- _Written task_:
Pull out each row below that contains the string "window", and copy every such row in full.

- _Records for the task_:
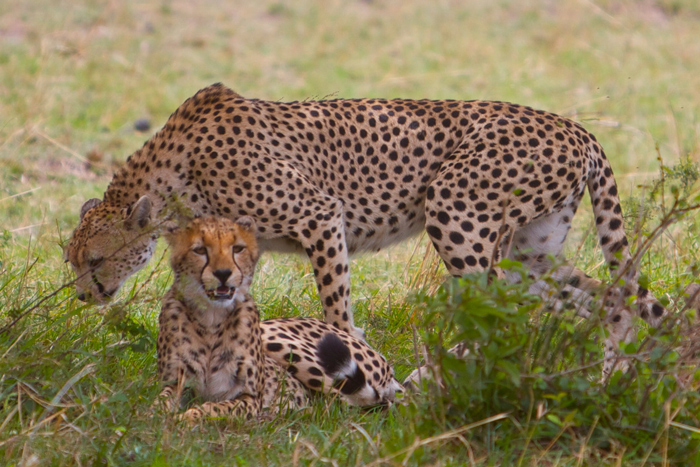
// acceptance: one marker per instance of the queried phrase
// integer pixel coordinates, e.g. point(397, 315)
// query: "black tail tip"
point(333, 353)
...
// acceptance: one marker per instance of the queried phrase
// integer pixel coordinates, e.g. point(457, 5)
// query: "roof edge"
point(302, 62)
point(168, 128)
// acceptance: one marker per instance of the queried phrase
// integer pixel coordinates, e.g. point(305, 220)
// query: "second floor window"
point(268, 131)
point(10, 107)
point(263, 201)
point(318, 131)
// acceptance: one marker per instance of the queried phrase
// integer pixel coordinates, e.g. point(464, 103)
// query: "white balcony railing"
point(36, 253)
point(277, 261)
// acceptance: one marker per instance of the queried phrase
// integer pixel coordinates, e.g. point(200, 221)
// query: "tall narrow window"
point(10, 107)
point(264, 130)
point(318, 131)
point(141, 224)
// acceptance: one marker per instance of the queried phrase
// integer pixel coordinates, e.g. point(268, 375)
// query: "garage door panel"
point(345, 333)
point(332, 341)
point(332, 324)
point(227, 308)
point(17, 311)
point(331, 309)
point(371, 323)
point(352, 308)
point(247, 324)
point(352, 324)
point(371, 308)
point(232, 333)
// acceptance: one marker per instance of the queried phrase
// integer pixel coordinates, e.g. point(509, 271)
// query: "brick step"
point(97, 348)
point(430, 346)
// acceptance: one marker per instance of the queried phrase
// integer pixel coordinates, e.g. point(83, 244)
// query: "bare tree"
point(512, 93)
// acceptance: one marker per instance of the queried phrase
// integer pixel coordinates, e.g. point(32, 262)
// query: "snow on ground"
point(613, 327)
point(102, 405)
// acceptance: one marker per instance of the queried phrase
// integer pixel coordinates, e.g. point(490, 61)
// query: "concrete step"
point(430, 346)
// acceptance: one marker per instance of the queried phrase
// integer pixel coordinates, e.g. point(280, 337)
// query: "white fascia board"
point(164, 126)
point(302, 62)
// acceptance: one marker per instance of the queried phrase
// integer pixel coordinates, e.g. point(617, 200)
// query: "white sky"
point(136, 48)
--
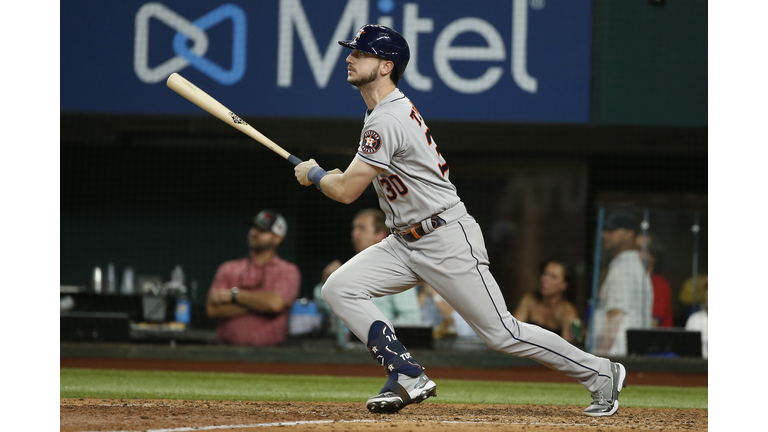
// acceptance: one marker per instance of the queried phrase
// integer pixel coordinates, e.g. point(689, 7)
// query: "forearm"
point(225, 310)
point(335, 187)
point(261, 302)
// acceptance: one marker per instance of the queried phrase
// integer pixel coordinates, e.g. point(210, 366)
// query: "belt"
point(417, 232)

- _Correct response_:
// query: "second floor window"
// query: "tall narrow window"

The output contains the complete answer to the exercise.